Exactly and only the lines from the line holding "blue pen cap" to the end of the records should be reproduced. Leave pictures out.

[[ Data to examine, beginning ]]

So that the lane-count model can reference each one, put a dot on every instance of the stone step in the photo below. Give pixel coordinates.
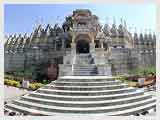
(83, 110)
(85, 103)
(130, 111)
(87, 78)
(85, 98)
(85, 83)
(84, 92)
(65, 87)
(84, 70)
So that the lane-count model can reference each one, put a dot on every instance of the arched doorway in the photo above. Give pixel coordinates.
(82, 46)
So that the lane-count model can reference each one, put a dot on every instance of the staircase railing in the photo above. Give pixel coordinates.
(73, 62)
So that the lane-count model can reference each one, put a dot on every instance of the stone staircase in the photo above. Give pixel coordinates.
(84, 95)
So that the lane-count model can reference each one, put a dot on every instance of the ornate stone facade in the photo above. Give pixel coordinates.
(81, 33)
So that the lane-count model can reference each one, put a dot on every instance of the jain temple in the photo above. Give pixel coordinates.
(88, 56)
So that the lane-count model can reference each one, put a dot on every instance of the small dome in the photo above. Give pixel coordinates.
(100, 35)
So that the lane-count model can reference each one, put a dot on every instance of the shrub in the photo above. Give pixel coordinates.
(35, 86)
(12, 83)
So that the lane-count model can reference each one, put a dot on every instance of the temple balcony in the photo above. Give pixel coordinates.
(82, 28)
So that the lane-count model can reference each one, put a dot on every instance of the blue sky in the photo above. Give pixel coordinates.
(22, 18)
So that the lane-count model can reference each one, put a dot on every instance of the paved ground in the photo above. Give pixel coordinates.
(11, 93)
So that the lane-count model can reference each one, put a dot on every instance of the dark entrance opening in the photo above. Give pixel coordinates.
(82, 46)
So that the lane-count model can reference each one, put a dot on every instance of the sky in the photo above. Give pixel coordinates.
(22, 18)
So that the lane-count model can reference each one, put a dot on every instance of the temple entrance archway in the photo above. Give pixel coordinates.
(82, 46)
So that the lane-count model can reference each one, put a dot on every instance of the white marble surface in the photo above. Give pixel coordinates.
(86, 77)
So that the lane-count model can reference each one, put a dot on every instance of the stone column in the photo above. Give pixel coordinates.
(73, 45)
(101, 43)
(55, 45)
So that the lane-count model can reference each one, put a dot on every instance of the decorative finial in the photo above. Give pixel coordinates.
(107, 19)
(114, 21)
(121, 21)
(125, 24)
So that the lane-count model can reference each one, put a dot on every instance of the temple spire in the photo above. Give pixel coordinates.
(114, 21)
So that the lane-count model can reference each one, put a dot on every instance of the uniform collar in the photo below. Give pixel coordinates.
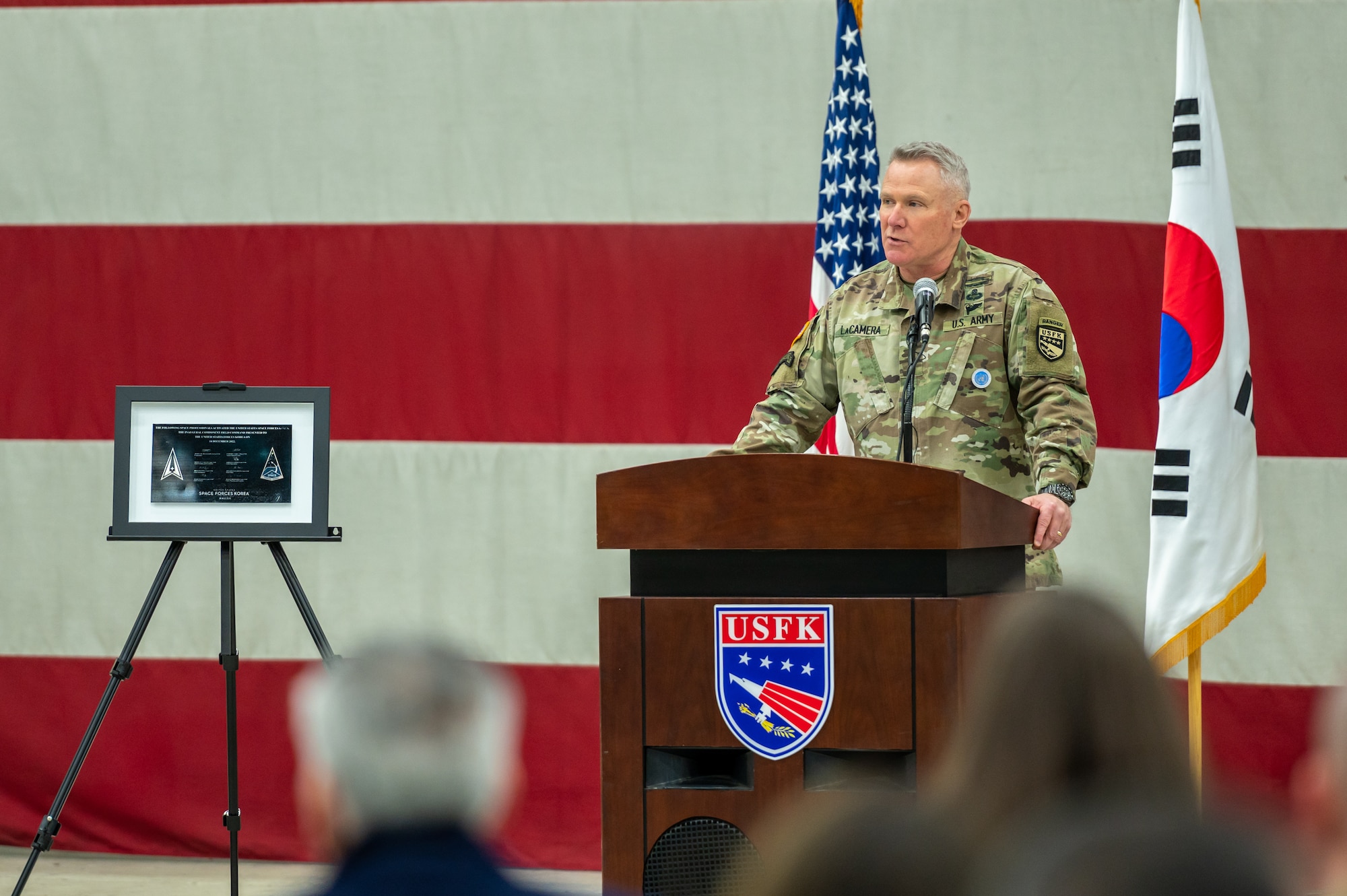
(952, 284)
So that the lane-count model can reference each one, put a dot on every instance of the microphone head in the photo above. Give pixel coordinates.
(926, 289)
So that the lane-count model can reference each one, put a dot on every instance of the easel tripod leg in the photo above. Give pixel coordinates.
(230, 660)
(306, 611)
(121, 672)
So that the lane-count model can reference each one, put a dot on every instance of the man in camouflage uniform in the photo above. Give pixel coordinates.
(1000, 392)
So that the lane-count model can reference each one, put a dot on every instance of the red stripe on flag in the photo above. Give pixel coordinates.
(156, 778)
(785, 701)
(566, 333)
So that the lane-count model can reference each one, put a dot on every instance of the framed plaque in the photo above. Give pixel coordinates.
(220, 463)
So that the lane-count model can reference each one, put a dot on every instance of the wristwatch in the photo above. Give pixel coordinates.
(1061, 490)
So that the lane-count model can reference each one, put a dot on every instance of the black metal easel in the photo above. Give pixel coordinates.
(51, 825)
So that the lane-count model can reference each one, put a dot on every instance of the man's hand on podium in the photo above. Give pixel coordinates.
(1054, 521)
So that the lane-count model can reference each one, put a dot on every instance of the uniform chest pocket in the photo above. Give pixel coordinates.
(975, 382)
(864, 392)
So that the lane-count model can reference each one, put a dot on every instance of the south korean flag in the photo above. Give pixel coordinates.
(1206, 536)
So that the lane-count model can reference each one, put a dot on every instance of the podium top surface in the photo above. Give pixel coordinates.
(795, 502)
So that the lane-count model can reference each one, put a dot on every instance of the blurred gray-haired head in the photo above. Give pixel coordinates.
(953, 170)
(413, 732)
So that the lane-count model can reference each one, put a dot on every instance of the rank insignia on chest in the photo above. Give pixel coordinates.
(1053, 338)
(774, 675)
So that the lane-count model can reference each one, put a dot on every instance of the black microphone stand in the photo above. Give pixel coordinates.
(909, 438)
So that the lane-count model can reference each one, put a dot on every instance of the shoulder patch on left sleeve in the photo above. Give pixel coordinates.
(1051, 350)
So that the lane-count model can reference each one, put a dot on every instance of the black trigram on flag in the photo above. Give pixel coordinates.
(1171, 481)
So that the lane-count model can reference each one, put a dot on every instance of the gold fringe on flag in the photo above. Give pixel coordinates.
(1214, 621)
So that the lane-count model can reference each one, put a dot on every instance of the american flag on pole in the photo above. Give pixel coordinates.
(1206, 536)
(847, 234)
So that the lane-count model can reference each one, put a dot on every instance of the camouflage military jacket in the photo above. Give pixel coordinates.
(1000, 392)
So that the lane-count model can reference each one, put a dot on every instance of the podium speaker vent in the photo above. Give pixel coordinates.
(701, 858)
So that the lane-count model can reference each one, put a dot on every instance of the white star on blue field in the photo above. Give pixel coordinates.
(787, 665)
(847, 236)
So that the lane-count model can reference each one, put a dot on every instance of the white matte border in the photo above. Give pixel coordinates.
(145, 415)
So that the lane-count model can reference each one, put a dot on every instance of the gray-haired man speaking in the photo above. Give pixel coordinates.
(407, 754)
(1000, 390)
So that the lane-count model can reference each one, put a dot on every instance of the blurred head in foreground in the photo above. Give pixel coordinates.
(1063, 708)
(1319, 796)
(1135, 854)
(405, 735)
(878, 846)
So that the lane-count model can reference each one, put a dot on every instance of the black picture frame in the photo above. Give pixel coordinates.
(317, 529)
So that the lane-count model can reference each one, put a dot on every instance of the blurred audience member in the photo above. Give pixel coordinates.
(1063, 708)
(1135, 854)
(864, 847)
(1319, 797)
(407, 754)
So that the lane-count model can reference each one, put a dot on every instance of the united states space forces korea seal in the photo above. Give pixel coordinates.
(774, 673)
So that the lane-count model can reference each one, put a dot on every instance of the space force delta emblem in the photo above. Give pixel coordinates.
(774, 673)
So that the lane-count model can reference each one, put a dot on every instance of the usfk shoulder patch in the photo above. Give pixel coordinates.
(864, 330)
(1050, 350)
(989, 319)
(1053, 338)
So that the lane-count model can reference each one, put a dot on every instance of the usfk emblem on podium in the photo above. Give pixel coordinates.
(774, 673)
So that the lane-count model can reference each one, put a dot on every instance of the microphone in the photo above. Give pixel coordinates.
(926, 291)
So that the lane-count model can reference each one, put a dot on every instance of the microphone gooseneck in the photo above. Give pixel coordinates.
(926, 291)
(919, 333)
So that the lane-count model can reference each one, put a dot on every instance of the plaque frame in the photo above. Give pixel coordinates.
(224, 393)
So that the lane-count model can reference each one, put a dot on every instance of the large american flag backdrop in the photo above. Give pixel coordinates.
(526, 242)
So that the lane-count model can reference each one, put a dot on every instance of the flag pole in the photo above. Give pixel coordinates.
(1195, 719)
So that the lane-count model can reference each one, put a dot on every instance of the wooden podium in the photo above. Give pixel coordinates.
(906, 555)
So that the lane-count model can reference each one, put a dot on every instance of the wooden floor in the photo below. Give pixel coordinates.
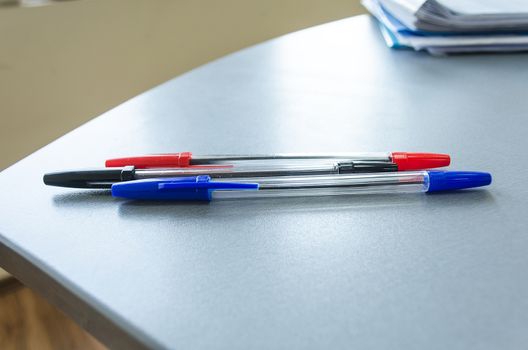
(29, 322)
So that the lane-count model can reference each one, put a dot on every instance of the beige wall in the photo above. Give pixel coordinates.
(61, 65)
(64, 64)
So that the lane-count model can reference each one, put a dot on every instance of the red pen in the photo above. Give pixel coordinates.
(403, 160)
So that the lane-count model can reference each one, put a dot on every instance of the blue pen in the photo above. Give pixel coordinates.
(202, 188)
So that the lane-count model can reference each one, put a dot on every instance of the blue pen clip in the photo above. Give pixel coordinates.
(194, 188)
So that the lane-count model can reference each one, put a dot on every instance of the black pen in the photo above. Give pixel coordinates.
(105, 177)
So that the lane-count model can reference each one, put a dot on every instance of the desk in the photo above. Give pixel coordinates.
(441, 271)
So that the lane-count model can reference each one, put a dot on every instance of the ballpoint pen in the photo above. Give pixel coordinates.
(202, 188)
(105, 177)
(404, 160)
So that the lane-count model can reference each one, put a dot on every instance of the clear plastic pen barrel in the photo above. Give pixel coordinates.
(328, 185)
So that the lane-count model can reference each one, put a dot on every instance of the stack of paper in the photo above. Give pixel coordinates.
(451, 26)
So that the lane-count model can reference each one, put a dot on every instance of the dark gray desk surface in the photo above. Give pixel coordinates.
(412, 272)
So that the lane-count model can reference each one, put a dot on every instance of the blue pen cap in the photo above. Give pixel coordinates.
(456, 180)
(193, 188)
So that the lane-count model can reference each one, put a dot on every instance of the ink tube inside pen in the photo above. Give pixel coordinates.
(294, 186)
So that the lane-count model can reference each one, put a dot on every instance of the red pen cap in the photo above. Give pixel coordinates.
(419, 161)
(172, 160)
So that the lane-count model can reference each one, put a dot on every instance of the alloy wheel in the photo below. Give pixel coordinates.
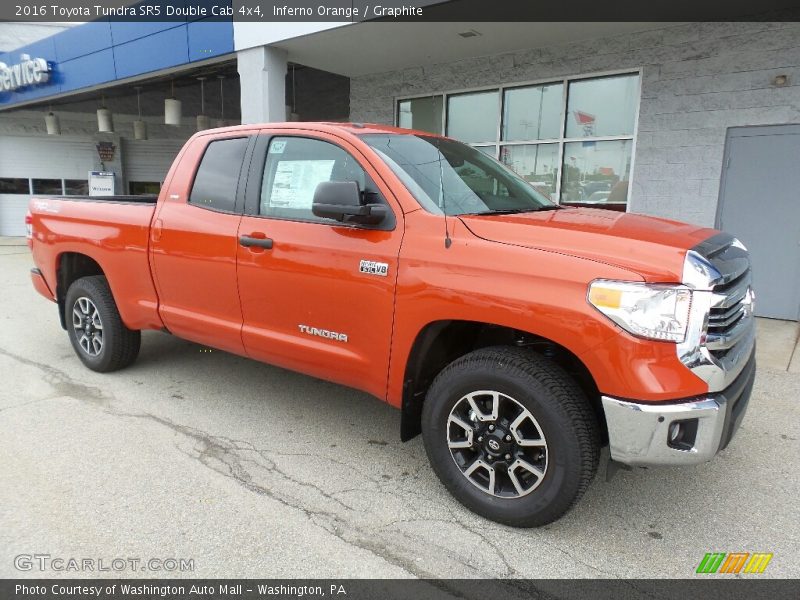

[[ Data to examine, end ]]

* Answer section:
So that the lane-count model can reference each one, put a dot on every instance of the blue pen cap in the photo above. Give pixel coordinates.
(456, 180)
(193, 188)
So that the lane-count model can reference each one, put a dot on every instance of the ink tube inside pen in the photo above. Give pixel coordinates.
(294, 186)
So that the lane-count model can reference each one, put a dot on every instance of the red pen cap in the photo above. Give pixel coordinates.
(419, 161)
(172, 160)
So that the lane-count model can reference each one, put a dot on every instance of the alloy wheel in the photo below. Give pixel coordinates.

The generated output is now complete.